Segment Start: Excerpted text

“The right to have an abortion is a right to equity, it is the right to choice and is a right to allow a women to make the best decision she can about her situation without handing over the reigns to the judgment of others to make that decision on her behalf, often against concerns for her own safety.” Nadia Hussain, Why Abortion Matters to Me
It’s 7 a.m. on a Saturday morning in Jamaica, Queens. It’s January, so underneath the lab coat clinic escorts are wearing, I’m bundled up in a heavy coat, sweater, tights, and knee socks under my jeans. We are outnumbered by about 5 anti-abortionists to each clinic escort. Our job is to offer to walk with anyone who might be receiving medical attention at the clinic (or anyone who has to walk past it) to create a barrier between her and the people who are shouting and chanting and murmuring things like “You’re on your way to kill a baby.” “These escorts are helping you murder your baby right now–where will they be when you come back out?” “Jesus will still forgive you, just walk away now, it’s not too late!” “You will burn in hell for murdering your baby.”
The verbal abuse and aggressive proselytizing is not reserved just for patients. Community members, including many families with young children, young women, and commuters alike are forced to walk past graphic and gory 5 feet tall photographs of fetuses (often fake and always misleading). Female passersby are handed innocent-looking brochures (designed to look exactly like the clinic’s brochure). Men are encouraged to stop their wives and daughters from contributing to the so-called genocide of black babies. A young man of color, who I later overhear talking about being a junior in high school, is evangelizing, his voice booming across the winter morning air from under the heavy wooden cross yolked across his shoulders.
For some clinic escorts, one of the hardest things is to not engage with these fundamentalists and focus on your job: to keep women safe in the buffer zone and minimize the harm that anti-abortionists inflict on women and teens who are seeking safe and legal medical services at one of the few remaining places to do so in the country.
“To characterize buffer zone laws as nothing more than an infringement on the rights of concerned, sweet little old ladies is to erase over 4,700 incidents of clinic violence and over 140 clinic blockades [and 8 murders, 17 attempted murders, 42 bombings, 181 arson] that have taken place since 1995.” Michelle Kinsey Bruns, who has done clinic escorting in eight different states, in an interview with ThinkProgress
This latest ban that restricts abortion access is only one move in the game that a bare but powerful majority of U.S. supreme court is playing with the lives of millions of women in America on the line. Yesterday’s Hobby Lobby decision tramples of women’s access to necessary health care that includes contraceptive access and instead upholds the so-called rights of corporations, much in line with economic policies within our violent capitalist state. More anti-abortion laws have been passed between 2011 and 2013 that in the last 30 years.

Segment End: Excerpted text
Segment Start: Listed entries

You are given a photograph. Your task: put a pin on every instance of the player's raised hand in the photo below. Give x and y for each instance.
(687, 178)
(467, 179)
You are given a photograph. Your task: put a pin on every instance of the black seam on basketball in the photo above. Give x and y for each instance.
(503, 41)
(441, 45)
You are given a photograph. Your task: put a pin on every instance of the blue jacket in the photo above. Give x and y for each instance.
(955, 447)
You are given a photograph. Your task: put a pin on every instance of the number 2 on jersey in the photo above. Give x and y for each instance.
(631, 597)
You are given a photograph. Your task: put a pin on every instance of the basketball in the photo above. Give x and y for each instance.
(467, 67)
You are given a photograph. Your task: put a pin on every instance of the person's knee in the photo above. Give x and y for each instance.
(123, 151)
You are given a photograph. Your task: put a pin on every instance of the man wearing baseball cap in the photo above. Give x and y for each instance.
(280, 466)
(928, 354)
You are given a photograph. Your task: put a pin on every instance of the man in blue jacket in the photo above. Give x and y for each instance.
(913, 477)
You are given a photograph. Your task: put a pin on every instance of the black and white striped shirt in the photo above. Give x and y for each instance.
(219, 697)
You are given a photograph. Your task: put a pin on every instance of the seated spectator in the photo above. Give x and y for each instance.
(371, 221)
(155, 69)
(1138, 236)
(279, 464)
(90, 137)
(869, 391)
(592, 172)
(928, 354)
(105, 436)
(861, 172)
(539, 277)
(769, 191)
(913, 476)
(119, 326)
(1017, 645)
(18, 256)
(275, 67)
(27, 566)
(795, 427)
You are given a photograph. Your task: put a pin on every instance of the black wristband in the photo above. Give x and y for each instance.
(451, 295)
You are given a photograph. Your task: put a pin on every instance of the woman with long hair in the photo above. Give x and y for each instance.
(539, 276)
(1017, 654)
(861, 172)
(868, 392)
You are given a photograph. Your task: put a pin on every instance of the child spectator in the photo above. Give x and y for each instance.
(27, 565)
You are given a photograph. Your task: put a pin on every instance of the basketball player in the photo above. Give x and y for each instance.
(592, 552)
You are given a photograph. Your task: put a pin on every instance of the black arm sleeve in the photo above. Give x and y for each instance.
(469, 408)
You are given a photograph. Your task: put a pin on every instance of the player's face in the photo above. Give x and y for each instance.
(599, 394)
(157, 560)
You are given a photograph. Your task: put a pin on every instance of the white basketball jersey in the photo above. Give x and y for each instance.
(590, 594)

Segment End: Listed entries

* _Your tasks_:
- A) Using the text on clinic escorting, decide whether each statement agrees with it. Answer yes or no, and quote the exact words from the text that decide it.
(i) The Saturday morning shift takes place in January.
(ii) Clinic escorts outnumber the anti-abortionists outside the clinic.
(iii) Michelle Kinsey Bruns has done clinic escorting in eight different states.
- B) List every kind of incident in the Michelle Kinsey Bruns quotation of the text on clinic escorting, with the number given for each.
- C) According to the text on clinic escorting, what are the brochures handed to female passersby designed to look like?

* _Problem solutions_:
- A)
(i) Yes: "It’s January"
(ii) No: "We are outnumbered by about 5 anti-abortionists to each clinic escort."
(iii) Yes: "who has done clinic escorting in eight different states"

- B)
- Clinic violence: over 4,700 incidents
- Clinic blockades: over 140
- Murders: 8
- Attempted murders: 17
- Bombings: 42
- Arson: 181

- C) They are designed to look exactly like the clinic’s brochure.